PODANY FRAGMENT:

<<<<

Testujemy Disney Illusion Island

Za każdym razem, gdy trafiam na grę z gatunku metroidvania zauważam pewną osobliwość. Otóż zarówno Metroid, jak i Castlevania dość rzadko gościły na moich sprzętach, a ten niezwykle popularny koncept kojarzy mi się z zupełnie innymi produkcjami np. zapomnianym Insanely Twisted Shadow Planet czy piękną dylogią Ori. Nie jest to też mój ulubiony sposób spędzania czasu w cyfrowych światach, głównie ze względu na backtracking i na ogół wysoki poziom trudności. Sięgając po Disney Illusion Island nie oczekiwałem zbyt wiele, ale wiedziałem chociaż tyle, że najnowszy tytuł wydany ekskluzywnie na Nintendo Switch nie doprowadzi mnie do łez. Postanowiłem zatem dać mu szansę, a poniżej moje wrażenia.

Disney Illusion Island

Iluzja dobrej zabawy

Na początek jedna dość znacząca uwaga. W tekście skupiłem się wyłącznie na rozgrywce dla jednego gracza, choć twórcy przewidzieli również czteroosobową lokalną kooperację. Swoją przygodę z Disney Illusion Island zacząłem więc od wyboru postaci i określenia poziomu trudności (dokonamy tego w sposób ograniczony, ale samą opcję zaliczam na plus). Niezależnie od preferencji startowe lokacje nie powinny nikogo wymęczyć – jest łatwo, w dodatku nasz nieopierzony bohater (choć to trochę nietrafne określenie, bo grałem Kaczorem Donaldem…) pozbawiony jest większości umiejętności. Z czasem akcja się rozkręca i sprawne manewrowanie po plątaninie korytarzy potrafi dać satysfakcję. Miałem jednak wrażenie, że brytyjskie studio nieco odleciało pod koniec zabawy, rzucając bez większego pomysłu wszystko co mają do zaoferowania w ostatniej, moim zdaniem dodanej na siłę, miejscówce. Z drugiej strony trochę im się nie dziwię, bo do zaliczenia całości wystarczy jakieś sześć godzin i być może kilka kolejnych, jeśli chcecie poznać każdy zakątek przedstawionego świata.

Sama zabawa nie należy do przesadnie odkrywczych i plasuje grę gdzieś na średniej półce. Disney Illusion Island chłonie się bez większej refleksji, doceniając jednak nieźle zaprojektowane lokacje. Zgodnie z gatunkową przynależnością dostęp do kolejnych segmentów otrzymujemy po nabyciu konkretnych kompetencji, a odkryte w ten sposób tereny nastawione są na używanie świeżo wyuczonej cechy. Repertuar wydał mi się dość standardowy i żadnej zdolności nie uznałem za wartą odnotowania czy szczególnej pochwały. Niestety tytuł szybko popada w schematyczność, nawet mimo wprowadzanych sukcesywnie nowości. Na osłodę dostajemy bardzo znane uniwersum, które gościło w grach już niejednokrotnie, zwykle z dobrym efektem. Sekcje interaktywne są tu dodatkowo przeplatane wysokiej jakości animacjami, co wpływa pozytywnie na odbiór całości.

>>>>

POLECENIA DO ĆWICZENIA:
1. Ile czasu wystarczy na zaliczenie całej gry według tekstu o Disney Illusion Island?
2. Przeredaguj zwięźlej akapit tekstu o Disney Illusion Island zaczynający się od słów „Sama zabawa nie należy”, zachowując jego główne informacje.
3. Pociągnij dalej tekst o Disney Illusion Island od miejsca, w którym się kończy.

ZBIÓR DANYCH:
<<<<

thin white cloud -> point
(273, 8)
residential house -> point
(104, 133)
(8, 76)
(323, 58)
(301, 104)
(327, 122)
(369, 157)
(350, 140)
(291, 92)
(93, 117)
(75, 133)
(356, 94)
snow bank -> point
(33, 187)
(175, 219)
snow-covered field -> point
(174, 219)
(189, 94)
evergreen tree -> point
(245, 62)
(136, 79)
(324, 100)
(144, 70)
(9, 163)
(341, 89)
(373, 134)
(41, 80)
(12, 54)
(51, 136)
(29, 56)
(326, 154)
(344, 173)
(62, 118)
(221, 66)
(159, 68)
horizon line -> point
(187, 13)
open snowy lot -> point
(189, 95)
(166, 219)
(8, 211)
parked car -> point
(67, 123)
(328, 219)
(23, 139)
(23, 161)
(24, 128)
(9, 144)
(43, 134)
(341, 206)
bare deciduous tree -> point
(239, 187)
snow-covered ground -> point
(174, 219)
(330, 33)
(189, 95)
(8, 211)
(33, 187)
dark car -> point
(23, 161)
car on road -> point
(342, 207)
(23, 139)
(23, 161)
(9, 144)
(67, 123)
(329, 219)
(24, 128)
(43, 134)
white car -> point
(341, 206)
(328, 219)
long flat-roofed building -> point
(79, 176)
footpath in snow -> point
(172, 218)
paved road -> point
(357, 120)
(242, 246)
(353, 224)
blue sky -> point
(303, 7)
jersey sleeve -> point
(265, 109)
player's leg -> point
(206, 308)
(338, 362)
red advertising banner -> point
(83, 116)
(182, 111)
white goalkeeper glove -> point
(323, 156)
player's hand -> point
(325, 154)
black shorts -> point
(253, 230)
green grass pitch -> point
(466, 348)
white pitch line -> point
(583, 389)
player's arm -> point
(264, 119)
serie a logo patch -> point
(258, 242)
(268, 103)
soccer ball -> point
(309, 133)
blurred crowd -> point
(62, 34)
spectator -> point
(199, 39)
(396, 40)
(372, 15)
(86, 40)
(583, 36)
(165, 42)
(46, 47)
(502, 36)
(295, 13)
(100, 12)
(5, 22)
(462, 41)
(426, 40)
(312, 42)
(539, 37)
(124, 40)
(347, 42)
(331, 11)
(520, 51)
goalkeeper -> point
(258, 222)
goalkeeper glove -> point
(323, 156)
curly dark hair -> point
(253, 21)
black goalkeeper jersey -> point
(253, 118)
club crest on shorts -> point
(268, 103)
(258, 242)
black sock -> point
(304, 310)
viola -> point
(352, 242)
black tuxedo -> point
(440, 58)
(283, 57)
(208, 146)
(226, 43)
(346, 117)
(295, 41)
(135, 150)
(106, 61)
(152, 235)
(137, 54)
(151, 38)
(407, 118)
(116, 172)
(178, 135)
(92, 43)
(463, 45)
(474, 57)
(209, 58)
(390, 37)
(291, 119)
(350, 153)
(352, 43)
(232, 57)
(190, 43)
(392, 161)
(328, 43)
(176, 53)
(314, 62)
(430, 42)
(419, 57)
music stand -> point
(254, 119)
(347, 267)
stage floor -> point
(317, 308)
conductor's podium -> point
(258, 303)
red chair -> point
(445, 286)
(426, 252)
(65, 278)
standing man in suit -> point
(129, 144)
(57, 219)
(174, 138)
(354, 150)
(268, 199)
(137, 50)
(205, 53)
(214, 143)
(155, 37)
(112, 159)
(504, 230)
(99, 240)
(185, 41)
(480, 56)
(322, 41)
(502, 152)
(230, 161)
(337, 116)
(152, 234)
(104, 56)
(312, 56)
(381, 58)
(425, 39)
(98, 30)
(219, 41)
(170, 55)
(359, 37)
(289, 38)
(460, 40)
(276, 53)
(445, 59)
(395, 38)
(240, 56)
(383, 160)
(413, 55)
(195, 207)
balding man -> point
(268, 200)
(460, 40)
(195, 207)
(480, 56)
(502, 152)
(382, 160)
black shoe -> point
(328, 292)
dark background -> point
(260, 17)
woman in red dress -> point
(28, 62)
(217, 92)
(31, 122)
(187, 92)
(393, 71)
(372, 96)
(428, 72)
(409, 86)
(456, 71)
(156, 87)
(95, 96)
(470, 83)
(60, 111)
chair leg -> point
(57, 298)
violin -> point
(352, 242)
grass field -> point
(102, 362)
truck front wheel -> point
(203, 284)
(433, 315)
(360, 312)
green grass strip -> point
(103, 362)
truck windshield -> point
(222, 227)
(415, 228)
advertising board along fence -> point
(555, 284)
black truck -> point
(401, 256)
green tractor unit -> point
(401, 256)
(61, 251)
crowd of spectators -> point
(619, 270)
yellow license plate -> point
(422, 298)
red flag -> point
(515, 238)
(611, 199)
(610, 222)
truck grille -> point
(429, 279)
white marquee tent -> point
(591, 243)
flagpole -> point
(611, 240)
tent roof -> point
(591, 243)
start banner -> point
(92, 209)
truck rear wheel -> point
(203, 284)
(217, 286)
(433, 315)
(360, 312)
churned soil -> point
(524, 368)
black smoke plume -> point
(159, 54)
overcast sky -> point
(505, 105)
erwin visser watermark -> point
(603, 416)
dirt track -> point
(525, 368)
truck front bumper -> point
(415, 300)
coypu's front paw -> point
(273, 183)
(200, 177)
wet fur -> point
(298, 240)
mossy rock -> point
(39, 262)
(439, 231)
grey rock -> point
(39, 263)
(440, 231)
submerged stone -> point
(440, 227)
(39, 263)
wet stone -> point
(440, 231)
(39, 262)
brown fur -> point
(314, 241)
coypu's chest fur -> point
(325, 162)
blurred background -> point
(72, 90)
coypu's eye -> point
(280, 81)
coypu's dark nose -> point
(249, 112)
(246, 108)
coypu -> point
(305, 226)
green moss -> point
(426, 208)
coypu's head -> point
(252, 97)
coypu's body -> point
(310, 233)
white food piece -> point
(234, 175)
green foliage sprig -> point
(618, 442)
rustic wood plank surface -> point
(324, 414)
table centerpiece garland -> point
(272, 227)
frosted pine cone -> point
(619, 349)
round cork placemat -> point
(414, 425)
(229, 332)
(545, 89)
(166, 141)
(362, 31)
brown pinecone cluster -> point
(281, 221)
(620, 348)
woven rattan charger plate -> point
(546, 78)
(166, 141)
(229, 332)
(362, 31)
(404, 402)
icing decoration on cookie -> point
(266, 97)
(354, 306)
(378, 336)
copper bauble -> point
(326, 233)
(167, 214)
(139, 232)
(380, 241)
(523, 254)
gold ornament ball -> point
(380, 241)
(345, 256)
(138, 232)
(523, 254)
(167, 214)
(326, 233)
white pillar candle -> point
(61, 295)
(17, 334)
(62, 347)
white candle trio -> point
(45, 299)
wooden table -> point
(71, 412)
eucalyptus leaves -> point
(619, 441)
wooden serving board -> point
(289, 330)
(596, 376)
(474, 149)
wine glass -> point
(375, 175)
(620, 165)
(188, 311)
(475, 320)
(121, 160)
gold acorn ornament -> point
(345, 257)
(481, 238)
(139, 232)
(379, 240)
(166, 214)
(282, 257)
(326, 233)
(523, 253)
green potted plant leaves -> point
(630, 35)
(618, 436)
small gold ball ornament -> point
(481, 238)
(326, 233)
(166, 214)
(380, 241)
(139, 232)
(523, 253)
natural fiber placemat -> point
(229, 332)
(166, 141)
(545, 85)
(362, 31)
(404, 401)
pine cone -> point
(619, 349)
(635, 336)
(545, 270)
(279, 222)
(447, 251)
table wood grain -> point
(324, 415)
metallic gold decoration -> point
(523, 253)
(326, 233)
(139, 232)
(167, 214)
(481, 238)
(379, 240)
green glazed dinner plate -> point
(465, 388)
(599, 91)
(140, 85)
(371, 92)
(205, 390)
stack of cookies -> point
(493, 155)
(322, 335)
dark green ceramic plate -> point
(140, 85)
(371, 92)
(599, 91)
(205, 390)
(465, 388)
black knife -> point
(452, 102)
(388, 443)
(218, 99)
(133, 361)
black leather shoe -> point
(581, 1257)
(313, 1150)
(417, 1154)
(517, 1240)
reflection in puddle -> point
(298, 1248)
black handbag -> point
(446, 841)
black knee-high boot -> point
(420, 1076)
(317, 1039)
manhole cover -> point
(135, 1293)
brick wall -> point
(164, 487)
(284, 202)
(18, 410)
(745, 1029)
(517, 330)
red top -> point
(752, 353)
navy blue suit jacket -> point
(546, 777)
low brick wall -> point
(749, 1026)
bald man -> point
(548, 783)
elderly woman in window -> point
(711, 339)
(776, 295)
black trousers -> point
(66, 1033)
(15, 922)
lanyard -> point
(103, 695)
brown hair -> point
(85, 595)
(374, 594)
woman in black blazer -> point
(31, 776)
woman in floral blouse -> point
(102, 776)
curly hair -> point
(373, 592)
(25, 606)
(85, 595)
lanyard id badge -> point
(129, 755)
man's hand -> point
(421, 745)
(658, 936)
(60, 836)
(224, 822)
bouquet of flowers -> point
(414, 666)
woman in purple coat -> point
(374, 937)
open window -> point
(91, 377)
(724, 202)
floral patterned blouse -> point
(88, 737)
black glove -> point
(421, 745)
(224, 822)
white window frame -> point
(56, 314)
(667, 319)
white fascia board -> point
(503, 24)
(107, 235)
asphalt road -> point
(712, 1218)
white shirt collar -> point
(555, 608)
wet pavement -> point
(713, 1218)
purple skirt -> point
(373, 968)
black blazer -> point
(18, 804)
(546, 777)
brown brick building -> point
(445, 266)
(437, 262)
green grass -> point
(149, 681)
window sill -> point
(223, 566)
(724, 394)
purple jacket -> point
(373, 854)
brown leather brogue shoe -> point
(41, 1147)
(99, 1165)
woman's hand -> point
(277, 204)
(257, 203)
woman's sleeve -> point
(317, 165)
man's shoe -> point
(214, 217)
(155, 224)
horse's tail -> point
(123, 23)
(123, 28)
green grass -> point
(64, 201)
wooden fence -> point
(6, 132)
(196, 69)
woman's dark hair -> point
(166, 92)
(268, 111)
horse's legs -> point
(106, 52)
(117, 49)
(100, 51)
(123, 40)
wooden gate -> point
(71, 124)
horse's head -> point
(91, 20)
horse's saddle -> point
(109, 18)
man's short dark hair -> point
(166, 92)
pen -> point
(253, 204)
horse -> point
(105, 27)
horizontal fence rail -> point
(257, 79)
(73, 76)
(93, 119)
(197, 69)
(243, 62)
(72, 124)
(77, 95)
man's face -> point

>>>>

WYNIKI ĆWICZENIA:
1. Około sześciu godzin.

2. Rozgrywka nie jest szczególnie odkrywcza i plasuje grę na średniej półce, choć lokacje są nieźle zaprojektowane. Jak przystało na gatunek, dostęp do nowych obszarów daje zdobycie konkretnych umiejętności, a odkryte tereny wymagają korzystania z nich. Same zdolności są dość standardowe. Mimo kolejnych nowości gra szybko staje się schematyczna. Rekompensują to bardzo znane uniwersum oraz wysokiej jakości animacje przeplatające sekcje interaktywne.

3.
Disney Illusion Island

Porządne opakowanie

Już pierwsze chwile spędzone w Disney Illusion Island udowadniają wyższość tytułów dedykowanych Nintendo Switch nad portami z komputerów osobistych. Dostajemy stylowe menu, w którym każdy element jest doskonale widoczny i nie utrudnia nawigacji. W opcjach dostosujemy choćby wielkość napisów w przerywnikach filmowych i przyznam, że świetnie się je czyta nawet na małym ekranie Nintendo Switch Lite. Nie dostrzegłem też większych problemów związanych z interfejsem w trakcie rozgrywki właściwej, może nie do końca zachwyciła mnie mapa, ale rzadko kiedy trzeba się nią posiłkować. Niestety osoby odpowiedzialne za ustalanie dostępnych wersji językowych nie wrzuciły omyłkowo naszych rodzimych napisów. Biorąc pod uwagę charakter gry można było się pokusić o wyłamanie z tej niechlubnej reguły.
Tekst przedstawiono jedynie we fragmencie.